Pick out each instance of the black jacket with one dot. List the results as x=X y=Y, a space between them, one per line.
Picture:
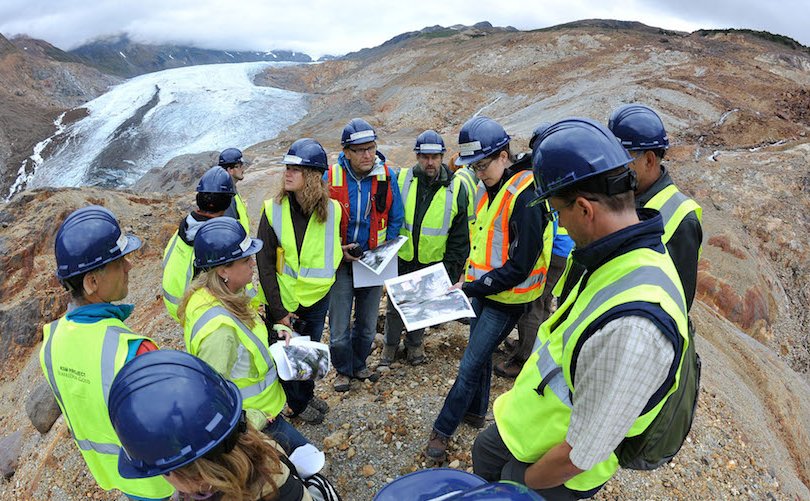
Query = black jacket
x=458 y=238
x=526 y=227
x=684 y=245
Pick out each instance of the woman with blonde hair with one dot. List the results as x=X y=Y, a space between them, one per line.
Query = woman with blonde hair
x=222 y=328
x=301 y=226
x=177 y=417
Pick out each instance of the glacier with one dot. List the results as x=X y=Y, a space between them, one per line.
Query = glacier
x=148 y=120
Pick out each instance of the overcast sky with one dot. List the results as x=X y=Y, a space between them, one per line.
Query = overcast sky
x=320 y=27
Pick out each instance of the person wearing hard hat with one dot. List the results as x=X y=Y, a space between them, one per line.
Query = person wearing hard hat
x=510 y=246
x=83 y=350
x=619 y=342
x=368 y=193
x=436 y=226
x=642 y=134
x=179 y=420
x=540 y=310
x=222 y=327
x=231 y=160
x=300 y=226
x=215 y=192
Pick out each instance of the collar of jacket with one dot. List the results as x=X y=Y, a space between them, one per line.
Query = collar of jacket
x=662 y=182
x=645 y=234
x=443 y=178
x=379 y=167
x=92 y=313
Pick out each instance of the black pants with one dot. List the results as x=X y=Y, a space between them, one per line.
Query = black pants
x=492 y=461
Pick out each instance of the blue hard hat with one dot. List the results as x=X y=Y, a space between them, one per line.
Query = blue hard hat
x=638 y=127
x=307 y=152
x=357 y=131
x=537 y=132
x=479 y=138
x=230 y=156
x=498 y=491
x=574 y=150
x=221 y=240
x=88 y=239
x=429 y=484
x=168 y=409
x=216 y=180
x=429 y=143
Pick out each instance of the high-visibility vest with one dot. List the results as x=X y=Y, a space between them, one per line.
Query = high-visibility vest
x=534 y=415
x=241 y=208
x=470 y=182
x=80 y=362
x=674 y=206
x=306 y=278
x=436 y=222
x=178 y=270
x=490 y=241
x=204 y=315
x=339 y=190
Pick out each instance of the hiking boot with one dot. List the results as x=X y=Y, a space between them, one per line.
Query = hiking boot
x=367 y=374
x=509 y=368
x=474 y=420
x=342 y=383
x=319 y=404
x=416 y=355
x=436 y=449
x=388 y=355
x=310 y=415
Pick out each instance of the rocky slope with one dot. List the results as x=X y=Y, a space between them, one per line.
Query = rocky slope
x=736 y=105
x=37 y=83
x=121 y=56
....
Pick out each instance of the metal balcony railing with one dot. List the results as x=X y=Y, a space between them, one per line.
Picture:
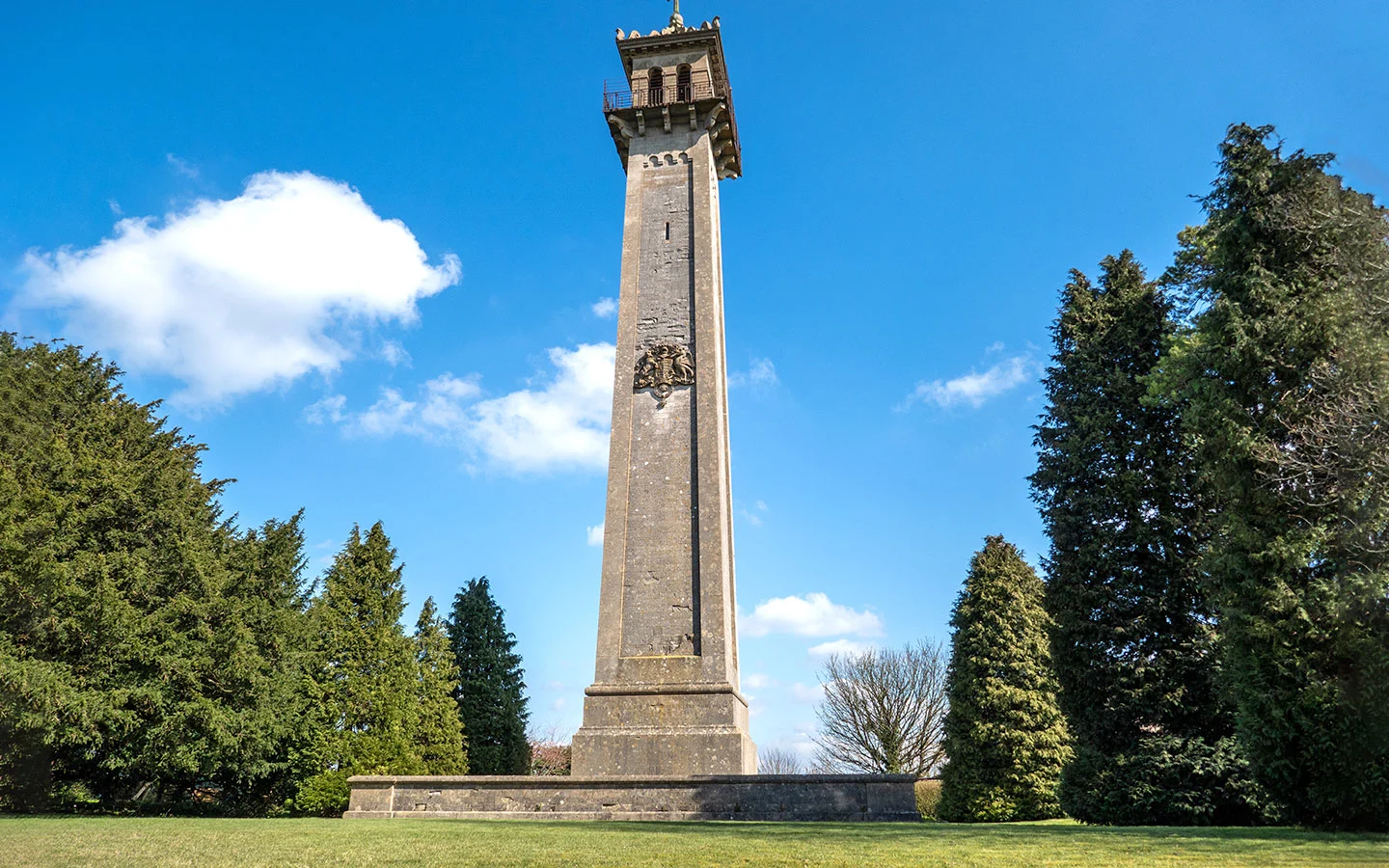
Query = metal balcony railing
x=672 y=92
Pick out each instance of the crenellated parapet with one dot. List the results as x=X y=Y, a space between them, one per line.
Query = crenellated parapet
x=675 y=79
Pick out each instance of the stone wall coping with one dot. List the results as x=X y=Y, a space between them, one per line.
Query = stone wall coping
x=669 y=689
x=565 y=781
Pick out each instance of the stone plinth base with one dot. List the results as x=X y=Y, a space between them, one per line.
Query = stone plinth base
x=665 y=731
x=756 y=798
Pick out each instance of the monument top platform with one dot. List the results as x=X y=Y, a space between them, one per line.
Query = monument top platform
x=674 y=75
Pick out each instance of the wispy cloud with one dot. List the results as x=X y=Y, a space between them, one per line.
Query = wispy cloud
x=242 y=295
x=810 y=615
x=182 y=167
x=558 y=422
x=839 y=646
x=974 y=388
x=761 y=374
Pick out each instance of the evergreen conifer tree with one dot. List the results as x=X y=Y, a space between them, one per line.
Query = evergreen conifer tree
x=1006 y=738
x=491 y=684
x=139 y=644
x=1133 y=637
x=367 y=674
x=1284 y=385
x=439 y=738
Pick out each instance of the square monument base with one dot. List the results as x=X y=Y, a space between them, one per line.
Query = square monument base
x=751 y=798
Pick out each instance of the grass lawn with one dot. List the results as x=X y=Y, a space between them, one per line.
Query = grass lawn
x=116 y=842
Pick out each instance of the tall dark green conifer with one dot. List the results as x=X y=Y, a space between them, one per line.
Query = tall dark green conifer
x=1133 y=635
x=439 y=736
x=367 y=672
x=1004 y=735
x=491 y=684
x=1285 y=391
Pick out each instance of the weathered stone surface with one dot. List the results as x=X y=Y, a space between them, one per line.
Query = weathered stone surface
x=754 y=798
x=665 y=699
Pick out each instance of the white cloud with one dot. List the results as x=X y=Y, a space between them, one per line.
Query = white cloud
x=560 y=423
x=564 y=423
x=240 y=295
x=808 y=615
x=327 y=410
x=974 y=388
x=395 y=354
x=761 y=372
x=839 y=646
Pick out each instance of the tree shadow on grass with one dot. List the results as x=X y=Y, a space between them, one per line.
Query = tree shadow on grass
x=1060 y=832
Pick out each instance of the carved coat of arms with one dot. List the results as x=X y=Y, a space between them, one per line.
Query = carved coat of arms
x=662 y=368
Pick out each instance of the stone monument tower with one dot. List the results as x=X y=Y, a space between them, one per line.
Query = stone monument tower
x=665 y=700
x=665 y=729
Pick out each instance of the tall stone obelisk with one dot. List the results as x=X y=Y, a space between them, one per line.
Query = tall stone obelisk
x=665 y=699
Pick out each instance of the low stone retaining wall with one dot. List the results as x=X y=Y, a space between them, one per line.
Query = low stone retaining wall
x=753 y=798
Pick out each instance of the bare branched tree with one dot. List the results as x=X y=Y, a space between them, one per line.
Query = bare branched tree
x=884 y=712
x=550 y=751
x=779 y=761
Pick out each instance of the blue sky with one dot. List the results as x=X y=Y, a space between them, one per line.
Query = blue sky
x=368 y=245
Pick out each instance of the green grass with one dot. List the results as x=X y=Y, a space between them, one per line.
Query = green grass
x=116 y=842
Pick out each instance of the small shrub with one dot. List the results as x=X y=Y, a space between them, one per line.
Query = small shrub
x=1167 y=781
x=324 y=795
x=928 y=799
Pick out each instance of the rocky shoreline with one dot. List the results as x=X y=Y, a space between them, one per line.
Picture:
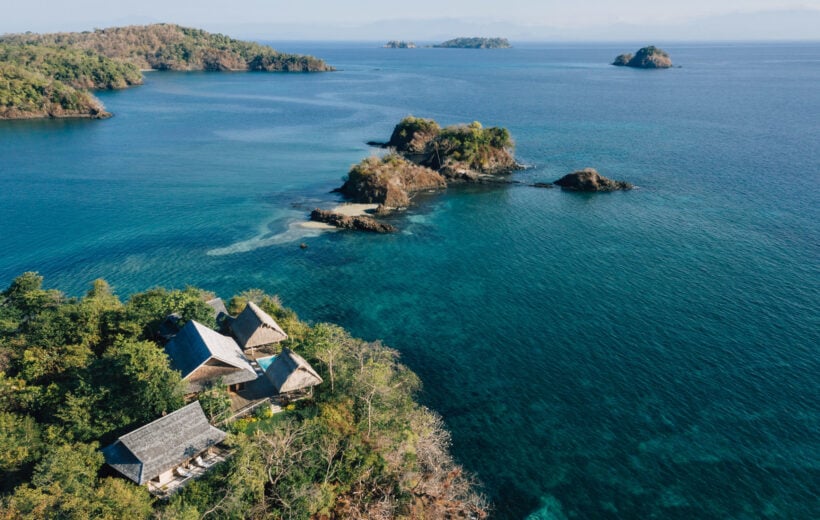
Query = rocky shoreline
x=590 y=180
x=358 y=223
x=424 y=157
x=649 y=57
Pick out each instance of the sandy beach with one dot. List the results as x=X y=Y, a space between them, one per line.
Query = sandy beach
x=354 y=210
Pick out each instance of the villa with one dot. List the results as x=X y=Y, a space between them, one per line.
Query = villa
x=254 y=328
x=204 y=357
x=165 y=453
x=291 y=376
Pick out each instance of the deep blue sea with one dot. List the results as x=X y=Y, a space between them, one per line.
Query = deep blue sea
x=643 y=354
....
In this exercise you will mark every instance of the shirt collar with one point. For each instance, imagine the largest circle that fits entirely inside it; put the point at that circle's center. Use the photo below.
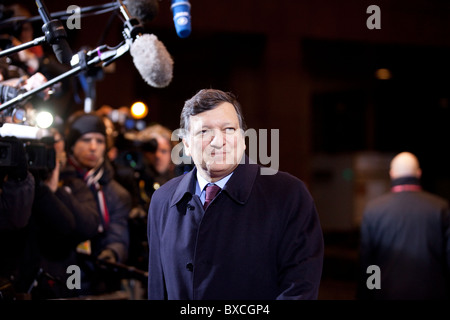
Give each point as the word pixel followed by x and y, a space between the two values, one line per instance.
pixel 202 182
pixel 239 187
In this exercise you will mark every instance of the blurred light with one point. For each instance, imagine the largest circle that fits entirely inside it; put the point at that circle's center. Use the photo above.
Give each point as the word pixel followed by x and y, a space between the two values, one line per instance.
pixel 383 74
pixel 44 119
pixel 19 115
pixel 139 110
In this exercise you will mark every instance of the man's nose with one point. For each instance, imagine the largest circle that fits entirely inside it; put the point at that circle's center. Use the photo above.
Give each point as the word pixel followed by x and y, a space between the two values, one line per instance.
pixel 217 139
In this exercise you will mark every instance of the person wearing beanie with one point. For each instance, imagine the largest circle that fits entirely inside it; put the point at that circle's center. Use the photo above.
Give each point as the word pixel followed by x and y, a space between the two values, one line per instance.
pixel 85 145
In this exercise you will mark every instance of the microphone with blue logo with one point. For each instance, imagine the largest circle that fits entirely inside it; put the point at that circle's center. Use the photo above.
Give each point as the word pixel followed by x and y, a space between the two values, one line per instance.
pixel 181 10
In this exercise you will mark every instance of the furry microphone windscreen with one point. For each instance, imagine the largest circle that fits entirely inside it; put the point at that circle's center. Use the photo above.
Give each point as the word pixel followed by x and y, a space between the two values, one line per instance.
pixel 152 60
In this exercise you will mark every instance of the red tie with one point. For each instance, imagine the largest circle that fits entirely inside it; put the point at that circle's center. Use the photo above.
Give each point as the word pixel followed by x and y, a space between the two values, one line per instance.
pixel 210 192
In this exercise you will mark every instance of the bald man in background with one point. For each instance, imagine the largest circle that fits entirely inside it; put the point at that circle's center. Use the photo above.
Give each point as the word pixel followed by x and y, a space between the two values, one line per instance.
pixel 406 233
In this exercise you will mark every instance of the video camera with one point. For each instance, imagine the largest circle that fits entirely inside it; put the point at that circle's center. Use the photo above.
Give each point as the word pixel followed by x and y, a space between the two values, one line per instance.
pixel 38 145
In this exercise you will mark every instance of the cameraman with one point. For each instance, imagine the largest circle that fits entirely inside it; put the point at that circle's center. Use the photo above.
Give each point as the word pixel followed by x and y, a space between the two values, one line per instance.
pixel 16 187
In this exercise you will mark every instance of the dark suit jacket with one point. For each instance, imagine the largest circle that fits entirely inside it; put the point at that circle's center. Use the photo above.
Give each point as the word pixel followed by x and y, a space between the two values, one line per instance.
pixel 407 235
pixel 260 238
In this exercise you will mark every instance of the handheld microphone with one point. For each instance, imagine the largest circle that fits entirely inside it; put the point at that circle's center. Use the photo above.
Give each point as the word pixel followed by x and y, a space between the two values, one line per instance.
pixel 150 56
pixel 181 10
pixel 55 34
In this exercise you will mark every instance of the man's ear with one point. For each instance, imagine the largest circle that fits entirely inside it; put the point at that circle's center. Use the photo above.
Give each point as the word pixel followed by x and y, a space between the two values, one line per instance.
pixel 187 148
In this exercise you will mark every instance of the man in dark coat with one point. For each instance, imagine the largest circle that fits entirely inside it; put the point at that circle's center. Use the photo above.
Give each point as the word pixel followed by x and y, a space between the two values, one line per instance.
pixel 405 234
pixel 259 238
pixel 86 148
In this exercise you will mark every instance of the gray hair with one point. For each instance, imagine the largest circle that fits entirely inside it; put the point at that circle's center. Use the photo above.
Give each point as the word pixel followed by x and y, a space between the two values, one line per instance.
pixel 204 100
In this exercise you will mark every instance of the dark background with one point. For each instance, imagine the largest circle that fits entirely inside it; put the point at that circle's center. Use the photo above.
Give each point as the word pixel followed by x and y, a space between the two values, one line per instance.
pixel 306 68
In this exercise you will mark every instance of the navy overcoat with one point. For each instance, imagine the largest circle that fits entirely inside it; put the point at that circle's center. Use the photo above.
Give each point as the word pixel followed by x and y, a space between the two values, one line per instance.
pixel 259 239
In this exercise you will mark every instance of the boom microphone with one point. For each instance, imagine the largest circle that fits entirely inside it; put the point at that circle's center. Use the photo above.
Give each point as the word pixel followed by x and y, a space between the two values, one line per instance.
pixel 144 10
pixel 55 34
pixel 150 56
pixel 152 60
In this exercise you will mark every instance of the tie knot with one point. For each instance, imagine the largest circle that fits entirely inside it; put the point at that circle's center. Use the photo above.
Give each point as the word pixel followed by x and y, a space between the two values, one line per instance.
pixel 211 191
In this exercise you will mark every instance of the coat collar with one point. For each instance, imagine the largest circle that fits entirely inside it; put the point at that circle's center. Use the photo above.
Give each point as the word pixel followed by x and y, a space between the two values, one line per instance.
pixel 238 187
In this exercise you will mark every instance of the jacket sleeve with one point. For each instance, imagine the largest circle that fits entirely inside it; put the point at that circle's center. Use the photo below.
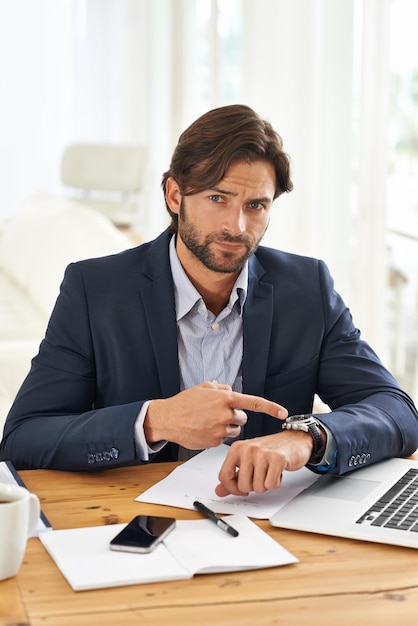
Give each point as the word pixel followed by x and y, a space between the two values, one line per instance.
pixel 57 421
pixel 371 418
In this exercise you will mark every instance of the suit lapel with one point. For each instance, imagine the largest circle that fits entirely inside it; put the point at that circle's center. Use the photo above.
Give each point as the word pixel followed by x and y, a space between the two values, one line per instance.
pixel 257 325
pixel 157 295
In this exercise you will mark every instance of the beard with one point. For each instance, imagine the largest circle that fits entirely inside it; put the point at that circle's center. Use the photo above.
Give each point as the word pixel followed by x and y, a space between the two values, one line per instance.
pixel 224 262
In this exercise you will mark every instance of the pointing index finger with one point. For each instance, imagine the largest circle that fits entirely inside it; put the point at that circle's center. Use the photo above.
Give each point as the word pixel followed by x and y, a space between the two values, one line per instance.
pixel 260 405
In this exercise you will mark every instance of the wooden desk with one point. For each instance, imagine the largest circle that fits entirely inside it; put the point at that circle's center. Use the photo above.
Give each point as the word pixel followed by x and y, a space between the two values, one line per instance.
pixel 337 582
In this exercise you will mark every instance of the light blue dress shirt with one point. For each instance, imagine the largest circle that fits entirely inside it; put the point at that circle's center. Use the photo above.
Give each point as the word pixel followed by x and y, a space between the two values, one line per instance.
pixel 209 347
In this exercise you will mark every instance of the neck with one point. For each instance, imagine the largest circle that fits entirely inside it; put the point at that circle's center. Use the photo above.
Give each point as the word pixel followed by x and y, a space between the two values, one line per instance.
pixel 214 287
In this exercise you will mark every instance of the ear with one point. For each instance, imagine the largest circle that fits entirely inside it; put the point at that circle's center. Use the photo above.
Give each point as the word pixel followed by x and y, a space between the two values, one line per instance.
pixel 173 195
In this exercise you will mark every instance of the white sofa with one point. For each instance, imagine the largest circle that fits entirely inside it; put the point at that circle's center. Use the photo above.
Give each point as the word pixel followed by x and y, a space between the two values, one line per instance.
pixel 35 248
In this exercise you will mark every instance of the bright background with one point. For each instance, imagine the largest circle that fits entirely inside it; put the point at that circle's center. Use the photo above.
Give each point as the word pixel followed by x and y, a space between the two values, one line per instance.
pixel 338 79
....
▸ **What the task asks**: Please recast the text from the line with "In this exercise you will mark every instance of the suit" to the line with "pixel 157 295" as a Markdown table with the columns No. and Line, numbering each line in order and leaving out blank lines.

▸ **Complete response**:
| No. | Line |
|---|---|
| 1 | In this exercise you will mark every instance of the suit lapel with one point. For each instance, imagine the largest circle that fits entirely inside it; put the point at that circle's center. Use the photo above. |
| 2 | Give each point as the word pixel followed by x and y, a space between the two values, one line per instance. |
| 3 | pixel 257 325 |
| 4 | pixel 157 295 |